Phrase grounding data:
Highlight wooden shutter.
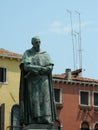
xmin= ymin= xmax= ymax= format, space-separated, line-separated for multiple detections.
xmin=0 ymin=104 xmax=5 ymax=130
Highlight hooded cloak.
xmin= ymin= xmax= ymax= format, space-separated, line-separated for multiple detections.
xmin=19 ymin=47 xmax=56 ymax=125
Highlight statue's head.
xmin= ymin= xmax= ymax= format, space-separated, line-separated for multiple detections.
xmin=31 ymin=36 xmax=41 ymax=52
xmin=31 ymin=36 xmax=41 ymax=45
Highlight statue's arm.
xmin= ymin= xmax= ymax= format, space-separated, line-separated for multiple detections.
xmin=24 ymin=63 xmax=53 ymax=75
xmin=24 ymin=63 xmax=41 ymax=73
xmin=40 ymin=64 xmax=53 ymax=74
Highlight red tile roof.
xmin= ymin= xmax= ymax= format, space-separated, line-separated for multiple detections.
xmin=53 ymin=69 xmax=98 ymax=83
xmin=0 ymin=48 xmax=22 ymax=59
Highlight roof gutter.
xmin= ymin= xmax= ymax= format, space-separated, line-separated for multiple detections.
xmin=53 ymin=78 xmax=98 ymax=87
xmin=0 ymin=54 xmax=22 ymax=60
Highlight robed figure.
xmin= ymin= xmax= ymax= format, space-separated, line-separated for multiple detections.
xmin=19 ymin=36 xmax=56 ymax=126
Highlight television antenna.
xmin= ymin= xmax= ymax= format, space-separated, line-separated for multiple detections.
xmin=66 ymin=10 xmax=82 ymax=72
xmin=75 ymin=10 xmax=82 ymax=69
xmin=67 ymin=9 xmax=75 ymax=70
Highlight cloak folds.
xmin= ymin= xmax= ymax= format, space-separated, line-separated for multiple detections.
xmin=19 ymin=49 xmax=57 ymax=125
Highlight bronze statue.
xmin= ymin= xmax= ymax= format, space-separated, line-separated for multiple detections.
xmin=19 ymin=36 xmax=56 ymax=126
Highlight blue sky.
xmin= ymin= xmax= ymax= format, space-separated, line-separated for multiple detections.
xmin=0 ymin=0 xmax=98 ymax=79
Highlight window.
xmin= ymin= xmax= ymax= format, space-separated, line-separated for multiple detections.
xmin=54 ymin=88 xmax=62 ymax=103
xmin=0 ymin=67 xmax=7 ymax=83
xmin=95 ymin=123 xmax=98 ymax=130
xmin=80 ymin=91 xmax=90 ymax=106
xmin=11 ymin=104 xmax=20 ymax=130
xmin=0 ymin=104 xmax=5 ymax=130
xmin=93 ymin=92 xmax=98 ymax=106
xmin=81 ymin=121 xmax=89 ymax=130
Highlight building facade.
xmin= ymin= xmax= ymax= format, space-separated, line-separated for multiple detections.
xmin=0 ymin=48 xmax=22 ymax=130
xmin=1 ymin=48 xmax=98 ymax=130
xmin=53 ymin=68 xmax=98 ymax=130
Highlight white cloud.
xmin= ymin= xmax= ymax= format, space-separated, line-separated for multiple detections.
xmin=50 ymin=21 xmax=62 ymax=28
xmin=48 ymin=20 xmax=94 ymax=35
xmin=49 ymin=21 xmax=71 ymax=35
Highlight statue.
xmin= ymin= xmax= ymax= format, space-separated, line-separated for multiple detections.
xmin=19 ymin=36 xmax=56 ymax=126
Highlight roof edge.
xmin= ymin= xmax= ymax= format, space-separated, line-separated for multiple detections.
xmin=53 ymin=78 xmax=98 ymax=86
xmin=0 ymin=54 xmax=22 ymax=59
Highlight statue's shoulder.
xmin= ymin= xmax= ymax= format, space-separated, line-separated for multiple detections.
xmin=23 ymin=48 xmax=33 ymax=55
xmin=25 ymin=48 xmax=32 ymax=53
xmin=40 ymin=49 xmax=48 ymax=54
xmin=40 ymin=50 xmax=52 ymax=59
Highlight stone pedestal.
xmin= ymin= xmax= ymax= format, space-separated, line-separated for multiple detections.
xmin=22 ymin=124 xmax=60 ymax=130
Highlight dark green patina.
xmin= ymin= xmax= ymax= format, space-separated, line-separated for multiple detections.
xmin=19 ymin=36 xmax=56 ymax=126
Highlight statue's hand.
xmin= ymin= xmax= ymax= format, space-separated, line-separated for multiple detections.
xmin=40 ymin=66 xmax=52 ymax=74
xmin=32 ymin=70 xmax=39 ymax=75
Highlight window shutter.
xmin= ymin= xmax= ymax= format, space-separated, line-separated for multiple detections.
xmin=0 ymin=67 xmax=7 ymax=82
xmin=0 ymin=104 xmax=5 ymax=130
xmin=3 ymin=68 xmax=6 ymax=82
xmin=80 ymin=91 xmax=88 ymax=105
xmin=94 ymin=93 xmax=98 ymax=106
xmin=54 ymin=88 xmax=60 ymax=103
xmin=0 ymin=68 xmax=3 ymax=82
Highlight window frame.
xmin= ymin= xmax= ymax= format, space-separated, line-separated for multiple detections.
xmin=93 ymin=91 xmax=98 ymax=107
xmin=0 ymin=66 xmax=8 ymax=84
xmin=54 ymin=87 xmax=62 ymax=104
xmin=79 ymin=90 xmax=90 ymax=106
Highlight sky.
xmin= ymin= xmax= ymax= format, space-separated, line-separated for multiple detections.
xmin=0 ymin=0 xmax=98 ymax=79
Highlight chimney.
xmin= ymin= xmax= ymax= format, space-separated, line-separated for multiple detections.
xmin=66 ymin=68 xmax=71 ymax=80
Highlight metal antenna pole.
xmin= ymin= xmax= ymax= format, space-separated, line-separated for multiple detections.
xmin=74 ymin=31 xmax=80 ymax=69
xmin=73 ymin=33 xmax=77 ymax=70
xmin=67 ymin=9 xmax=75 ymax=70
xmin=75 ymin=10 xmax=82 ymax=69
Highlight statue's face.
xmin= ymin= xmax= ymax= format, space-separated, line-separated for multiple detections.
xmin=33 ymin=40 xmax=41 ymax=52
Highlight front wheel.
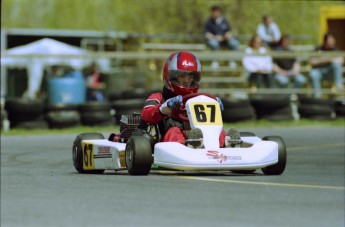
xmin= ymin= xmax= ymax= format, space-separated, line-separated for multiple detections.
xmin=125 ymin=136 xmax=152 ymax=175
xmin=72 ymin=132 xmax=105 ymax=174
xmin=261 ymin=136 xmax=287 ymax=175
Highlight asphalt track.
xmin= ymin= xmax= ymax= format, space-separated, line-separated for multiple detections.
xmin=1 ymin=126 xmax=344 ymax=227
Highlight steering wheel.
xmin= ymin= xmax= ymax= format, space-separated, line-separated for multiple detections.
xmin=177 ymin=92 xmax=217 ymax=122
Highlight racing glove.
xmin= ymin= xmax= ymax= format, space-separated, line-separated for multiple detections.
xmin=159 ymin=95 xmax=182 ymax=116
xmin=216 ymin=97 xmax=224 ymax=111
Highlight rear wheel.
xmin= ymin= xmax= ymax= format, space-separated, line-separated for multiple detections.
xmin=125 ymin=136 xmax=152 ymax=175
xmin=261 ymin=136 xmax=287 ymax=175
xmin=72 ymin=133 xmax=105 ymax=174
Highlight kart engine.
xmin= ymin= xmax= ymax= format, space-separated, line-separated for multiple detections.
xmin=119 ymin=113 xmax=142 ymax=142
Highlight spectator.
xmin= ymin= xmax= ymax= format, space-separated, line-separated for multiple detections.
xmin=257 ymin=15 xmax=281 ymax=49
xmin=310 ymin=32 xmax=344 ymax=98
xmin=204 ymin=5 xmax=239 ymax=68
xmin=273 ymin=34 xmax=307 ymax=88
xmin=242 ymin=35 xmax=274 ymax=88
xmin=83 ymin=62 xmax=106 ymax=101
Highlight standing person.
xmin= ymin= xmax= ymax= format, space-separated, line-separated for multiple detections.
xmin=257 ymin=15 xmax=281 ymax=49
xmin=242 ymin=35 xmax=274 ymax=88
xmin=83 ymin=62 xmax=106 ymax=101
xmin=141 ymin=51 xmax=242 ymax=148
xmin=204 ymin=5 xmax=239 ymax=68
xmin=310 ymin=32 xmax=344 ymax=98
xmin=273 ymin=34 xmax=307 ymax=88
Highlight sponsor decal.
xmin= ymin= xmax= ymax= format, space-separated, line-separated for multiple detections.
xmin=182 ymin=60 xmax=194 ymax=67
xmin=95 ymin=146 xmax=112 ymax=158
xmin=206 ymin=150 xmax=241 ymax=163
xmin=94 ymin=154 xmax=112 ymax=159
xmin=98 ymin=146 xmax=111 ymax=154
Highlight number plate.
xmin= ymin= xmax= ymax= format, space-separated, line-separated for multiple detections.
xmin=82 ymin=142 xmax=95 ymax=170
xmin=189 ymin=102 xmax=222 ymax=126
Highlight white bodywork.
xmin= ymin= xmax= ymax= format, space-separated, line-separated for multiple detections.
xmin=80 ymin=95 xmax=279 ymax=171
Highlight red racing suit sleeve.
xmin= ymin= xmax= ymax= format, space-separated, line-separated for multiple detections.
xmin=141 ymin=92 xmax=166 ymax=124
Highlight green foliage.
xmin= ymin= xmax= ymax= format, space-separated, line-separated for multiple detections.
xmin=1 ymin=0 xmax=344 ymax=44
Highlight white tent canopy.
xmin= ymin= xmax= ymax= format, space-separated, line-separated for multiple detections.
xmin=1 ymin=38 xmax=109 ymax=99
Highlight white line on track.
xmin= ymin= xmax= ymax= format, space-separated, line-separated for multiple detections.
xmin=288 ymin=142 xmax=345 ymax=151
xmin=177 ymin=176 xmax=345 ymax=190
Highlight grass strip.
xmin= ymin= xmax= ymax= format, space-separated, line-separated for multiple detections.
xmin=1 ymin=119 xmax=344 ymax=136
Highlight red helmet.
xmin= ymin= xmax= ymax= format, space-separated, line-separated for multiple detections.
xmin=163 ymin=51 xmax=201 ymax=96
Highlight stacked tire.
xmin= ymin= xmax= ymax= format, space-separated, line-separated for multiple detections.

**PROBLEM REQUIREMENTS**
Where a line above holds the string "wheel", copy that line.

**SOLUTION TO THIS EXERCISE**
Highlight front wheel.
Highlight steering wheel.
Highlight rear wheel.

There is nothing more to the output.